Quoted text
━━━━━━

Clare Kendry’s “True” Colors: Race and Class Conflict in Nella Larsen’s Passing

Posted in Articles, Literary/Artistic Criticism, Media Archive, Passing on 2012-05-28 01:37Z by Steven

Clare Kendry’s “True” Colors: Race and Class Conflict in Nella Larsen’s Passing

Callaloo
Volume 15, Number 4 (Autumn, 1992)
pages 1053-1065

Jennifer DeVere Brody, Professor of Drama
Stanford University

Interpretations of Nella Larsen’s Passing (1929) often have failed to explain the complex symbolism of the narrative. Indeed, dismissive or tendentious criticisms of the text have caused it to be eclipsed by Larsen’s “earlier and more intriguing” book, Quicksand (1928). This essay reexamines Passing as a work concerned with the simultaneous representation and construction of race and especially class, within a circumscribed community. As such, my paper contributes to debates within Black feminist criticism about the value of these aspects of identity in relation to the production of black female subjectivities. I contend that the novel’s main characters are neither purely “psychological” beings, as Claudia Tate asserts, nor are they essentially “sexual” creatures, as Deborah McDowell argues. Rather, I read Irene Redfield and Clare Kendry as representatives of different ideologies locked in struggle for dominance.

━━━━━━

Please answer these questions about the essay summary on Passing:
1. In what year was Passing published?
2. Which journal, volume and issue carried the essay?
3. Which critic describes the novel's main characters as essentially "sexual" creatures?

Given information
━━━━━━

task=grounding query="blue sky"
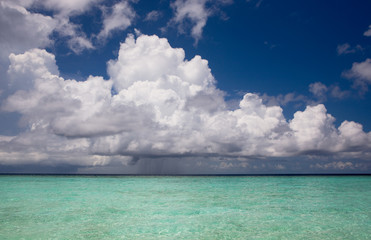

━━━━━━

Completed exercise
1. 1929
2. Callaloo, Volume 15, Number 4 (Autumn, 1992)
3. Deborah McDowell